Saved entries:

>>

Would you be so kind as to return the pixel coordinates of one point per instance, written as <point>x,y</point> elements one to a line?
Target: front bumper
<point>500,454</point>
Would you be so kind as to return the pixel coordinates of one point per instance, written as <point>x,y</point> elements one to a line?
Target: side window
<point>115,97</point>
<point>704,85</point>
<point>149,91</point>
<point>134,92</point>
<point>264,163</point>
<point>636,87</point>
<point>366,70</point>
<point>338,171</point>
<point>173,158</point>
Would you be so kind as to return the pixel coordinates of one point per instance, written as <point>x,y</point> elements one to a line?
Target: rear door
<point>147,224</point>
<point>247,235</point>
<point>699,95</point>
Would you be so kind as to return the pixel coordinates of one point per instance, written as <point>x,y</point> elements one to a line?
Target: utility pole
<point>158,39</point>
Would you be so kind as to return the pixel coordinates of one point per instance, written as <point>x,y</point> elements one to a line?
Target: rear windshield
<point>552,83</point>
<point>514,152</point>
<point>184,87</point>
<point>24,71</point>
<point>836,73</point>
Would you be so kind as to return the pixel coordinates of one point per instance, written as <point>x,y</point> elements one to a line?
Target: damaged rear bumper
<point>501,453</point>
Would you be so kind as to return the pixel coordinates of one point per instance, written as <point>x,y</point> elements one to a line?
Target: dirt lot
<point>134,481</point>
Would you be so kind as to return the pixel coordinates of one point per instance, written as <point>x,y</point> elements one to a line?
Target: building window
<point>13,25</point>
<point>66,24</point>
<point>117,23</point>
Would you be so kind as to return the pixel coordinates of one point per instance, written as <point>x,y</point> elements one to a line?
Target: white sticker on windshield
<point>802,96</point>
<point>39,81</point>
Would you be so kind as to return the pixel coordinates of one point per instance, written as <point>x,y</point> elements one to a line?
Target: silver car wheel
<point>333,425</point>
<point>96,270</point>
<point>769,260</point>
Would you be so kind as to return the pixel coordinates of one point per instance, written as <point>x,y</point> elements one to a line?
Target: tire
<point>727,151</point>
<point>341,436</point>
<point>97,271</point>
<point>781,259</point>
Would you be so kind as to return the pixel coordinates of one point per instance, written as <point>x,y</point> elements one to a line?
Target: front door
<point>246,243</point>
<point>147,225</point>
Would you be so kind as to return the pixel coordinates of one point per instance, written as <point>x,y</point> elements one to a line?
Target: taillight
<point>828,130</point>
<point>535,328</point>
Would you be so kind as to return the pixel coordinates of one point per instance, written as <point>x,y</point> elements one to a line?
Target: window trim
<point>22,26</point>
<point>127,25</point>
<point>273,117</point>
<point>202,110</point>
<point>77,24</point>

<<

• **What the task asks**
Your reply should match the data above exactly, line for line.

• **Task result**
Would you be so kind as to return the pixel coordinates of one point per instance, written as <point>x,y</point> elements one to a line?
Target: front bumper
<point>500,454</point>
Would you be so kind as to return the pixel coordinates of one point per instance, written as <point>x,y</point> elements one to a line?
Target: side window
<point>115,97</point>
<point>704,85</point>
<point>149,91</point>
<point>134,92</point>
<point>264,163</point>
<point>636,87</point>
<point>366,70</point>
<point>338,171</point>
<point>173,158</point>
Would you be so kind as to return the pixel coordinates of one point per instance, written as <point>x,y</point> elements one to a line?
Target: rear door
<point>147,224</point>
<point>247,235</point>
<point>699,95</point>
Would you be so kind as to return the pixel coordinates of one point per instance, written as <point>x,y</point> elements one to a line?
Target: utility pole
<point>158,39</point>
Would you be so kind as to return the pixel coordinates of one point per instance, written as <point>x,y</point> elements one to a line?
Target: rear windshield
<point>552,83</point>
<point>514,152</point>
<point>184,87</point>
<point>24,71</point>
<point>836,73</point>
Would you be so kind as to return the pixel coordinates of one point per instance, written as <point>x,y</point> elements one to a line?
Target: damaged rear bumper
<point>501,453</point>
Would you be so kind as to return the pixel coordinates of one point per instance, written as <point>x,y</point> elements one to a line?
Target: dirt lot
<point>134,481</point>
Would you be so kind as to return the pixel coordinates of one point per instance, written as <point>x,y</point> elements one to a line?
Target: building window
<point>13,25</point>
<point>66,24</point>
<point>117,23</point>
Would you be so kind as to return the pixel coordinates of one point per instance, written as <point>x,y</point> elements one to a line?
Target: white sticker on windshield
<point>802,96</point>
<point>39,81</point>
Would you be so kind as to return the pixel coordinates of one point per instance, written as <point>x,y</point> elements one to a line?
Target: silver car wheel
<point>333,425</point>
<point>96,270</point>
<point>769,260</point>
Would you be so kind as to return the pixel coordinates of one point per instance, written as <point>x,y</point> elements one to a line?
Target: tire
<point>727,151</point>
<point>341,436</point>
<point>97,271</point>
<point>781,259</point>
Would you be so kind as to return the pixel coordinates of one point per instance, written as <point>x,y</point> elements one to a line?
Target: front door
<point>246,243</point>
<point>147,225</point>
Would you be so kind as to return the pixel coordinates of one point per instance, written as <point>x,y</point> elements one to a line?
Target: taillight
<point>828,130</point>
<point>535,328</point>
Would you be so kind as to return the pixel coordinates of one point per instance, written as <point>x,y</point> elements one to a line?
Target: window trim
<point>22,26</point>
<point>127,25</point>
<point>273,117</point>
<point>202,110</point>
<point>77,24</point>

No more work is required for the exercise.